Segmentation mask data

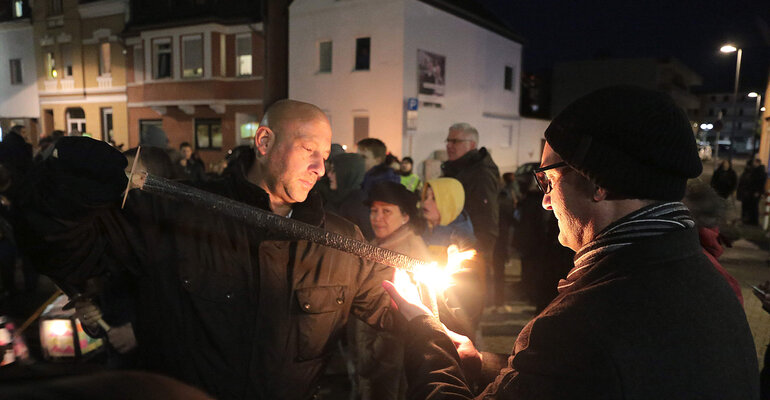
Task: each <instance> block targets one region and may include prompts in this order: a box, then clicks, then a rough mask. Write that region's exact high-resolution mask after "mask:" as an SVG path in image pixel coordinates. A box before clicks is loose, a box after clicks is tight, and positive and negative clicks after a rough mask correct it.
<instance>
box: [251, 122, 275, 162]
mask: <svg viewBox="0 0 770 400" xmlns="http://www.w3.org/2000/svg"><path fill="white" fill-rule="evenodd" d="M274 145H275V133H273V131H272V130H270V128H268V127H266V126H260V127H259V128H257V133H256V135H254V147H255V148H256V149H257V153H259V154H260V155H262V156H264V155H265V154H267V151H268V150H270V148H271V147H273V146H274Z"/></svg>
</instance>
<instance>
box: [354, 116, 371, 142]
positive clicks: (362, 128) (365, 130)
mask: <svg viewBox="0 0 770 400" xmlns="http://www.w3.org/2000/svg"><path fill="white" fill-rule="evenodd" d="M368 137H369V117H368V116H361V117H353V142H354V143H358V141H360V140H361V139H366V138H368Z"/></svg>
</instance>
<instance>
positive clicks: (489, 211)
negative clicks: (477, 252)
mask: <svg viewBox="0 0 770 400" xmlns="http://www.w3.org/2000/svg"><path fill="white" fill-rule="evenodd" d="M441 170H442V172H443V176H447V177H450V178H455V179H457V180H458V181H460V183H462V184H463V189H465V210H466V211H468V214H470V216H471V222H472V223H473V232H474V234H475V235H476V238H477V239H478V242H479V243H480V244H483V245H484V246H486V247H485V248H483V249H481V250H482V251H487V252H491V251H492V249H493V248H494V245H495V240H496V239H497V236H498V234H499V226H498V221H499V217H500V215H499V214H500V209H499V206H498V204H497V201H498V200H497V196H498V194H499V193H500V171H499V170H498V168H497V165H496V164H495V162H494V161H492V156H491V155H490V154H489V152H488V151H487V149H486V148H484V147H482V148H481V149H479V150H476V149H474V150H471V151H469V152H467V153H465V155H463V156H462V157H460V158H458V159H457V160H454V161H447V162H445V163H444V164H442V165H441ZM490 254H491V253H490Z"/></svg>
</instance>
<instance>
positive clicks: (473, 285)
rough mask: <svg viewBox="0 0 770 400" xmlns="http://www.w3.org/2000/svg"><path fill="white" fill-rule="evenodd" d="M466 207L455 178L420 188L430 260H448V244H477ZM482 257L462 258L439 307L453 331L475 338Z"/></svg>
mask: <svg viewBox="0 0 770 400" xmlns="http://www.w3.org/2000/svg"><path fill="white" fill-rule="evenodd" d="M464 207H465V190H464V189H463V185H462V184H461V183H460V181H458V180H457V179H455V178H436V179H431V180H429V181H428V182H427V183H426V184H425V187H424V188H423V192H422V212H423V215H424V216H425V220H426V221H427V222H428V229H426V230H425V232H424V233H423V235H422V238H423V240H425V244H427V245H428V250H430V253H431V257H432V258H431V261H435V262H437V263H438V264H439V265H445V264H446V262H447V248H448V247H449V246H451V245H455V246H457V248H458V249H459V250H460V251H466V250H470V249H472V248H475V247H476V245H477V242H476V236H474V234H473V224H471V219H470V217H469V216H468V212H467V211H465V210H464ZM483 263H484V260H483V259H482V258H481V257H478V254H477V255H476V257H474V258H473V259H471V260H467V261H465V262H463V269H462V270H461V271H459V272H458V273H455V274H454V275H453V283H454V284H453V285H452V287H450V288H449V289H447V290H446V292H445V293H444V299H443V300H445V301H446V304H440V306H439V307H441V306H444V305H446V307H445V309H446V311H445V309H443V308H439V314H440V315H441V320H442V322H443V323H444V324H445V325H446V326H447V327H448V328H449V329H451V330H452V331H454V332H458V333H460V334H462V335H465V336H467V337H469V338H471V340H474V341H475V340H476V333H477V332H476V331H477V329H478V324H479V321H480V319H481V313H482V312H483V310H484V296H483V293H485V290H484V284H485V283H486V282H485V281H486V280H485V279H484V278H485V277H484V270H485V268H484V265H483Z"/></svg>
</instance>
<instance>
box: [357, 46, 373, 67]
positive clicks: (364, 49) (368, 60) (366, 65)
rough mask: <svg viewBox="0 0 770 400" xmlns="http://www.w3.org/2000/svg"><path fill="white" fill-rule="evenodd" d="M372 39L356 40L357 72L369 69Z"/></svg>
mask: <svg viewBox="0 0 770 400" xmlns="http://www.w3.org/2000/svg"><path fill="white" fill-rule="evenodd" d="M370 43H371V39H370V38H358V39H356V71H366V70H368V69H369V56H370Z"/></svg>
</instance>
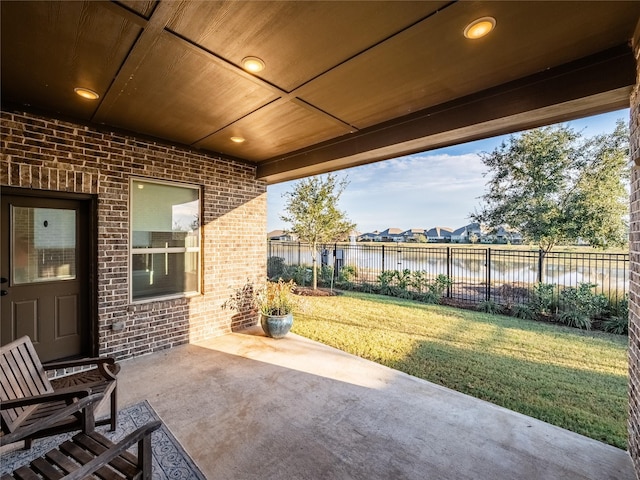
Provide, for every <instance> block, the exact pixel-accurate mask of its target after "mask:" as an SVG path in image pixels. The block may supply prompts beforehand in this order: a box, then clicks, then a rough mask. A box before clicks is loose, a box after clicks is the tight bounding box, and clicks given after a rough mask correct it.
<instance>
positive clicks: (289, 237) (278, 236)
mask: <svg viewBox="0 0 640 480" xmlns="http://www.w3.org/2000/svg"><path fill="white" fill-rule="evenodd" d="M267 239H268V240H271V241H274V242H297V241H298V238H297V237H296V236H295V235H294V234H292V233H288V232H285V231H284V230H272V231H271V232H269V233H267Z"/></svg>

To do:
What is needed is a verbatim copy of every line in the records above from the one containing "box: [354, 116, 371, 142]" down to the one containing "positive clicks: (489, 211)", both included, and nothing more.

Result:
box: [354, 116, 371, 142]
positive clicks: (362, 128) (365, 130)
mask: <svg viewBox="0 0 770 400" xmlns="http://www.w3.org/2000/svg"><path fill="white" fill-rule="evenodd" d="M368 137H369V117H368V116H361V117H353V142H354V143H358V141H360V140H361V139H366V138H368Z"/></svg>
</instance>
<instance>
positive clicks: (489, 211)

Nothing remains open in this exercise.